Update the lines below by putting "window ledge" in place of "window sill" and leaving everything else unchanged.

-------------------------

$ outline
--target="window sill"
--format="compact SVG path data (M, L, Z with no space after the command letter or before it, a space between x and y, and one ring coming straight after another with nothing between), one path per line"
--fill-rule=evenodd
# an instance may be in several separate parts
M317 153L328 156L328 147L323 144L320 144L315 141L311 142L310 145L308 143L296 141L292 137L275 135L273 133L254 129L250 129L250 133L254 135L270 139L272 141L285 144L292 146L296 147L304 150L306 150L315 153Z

-------------------------

Right answer:
$ outline
--target="window ledge"
--format="compact SVG path data (M, L, Z with no space after the command letter or before it, a space between x and y, and one ring coming straight after another with nothing between), one path per line"
--fill-rule=evenodd
# an instance may be in several separate parts
M317 153L328 156L328 147L323 144L320 144L315 141L311 142L310 145L308 143L296 141L292 137L275 135L273 133L254 129L250 129L250 133L254 135L270 139L272 141L285 144L292 146L296 147L304 150L306 150L315 153Z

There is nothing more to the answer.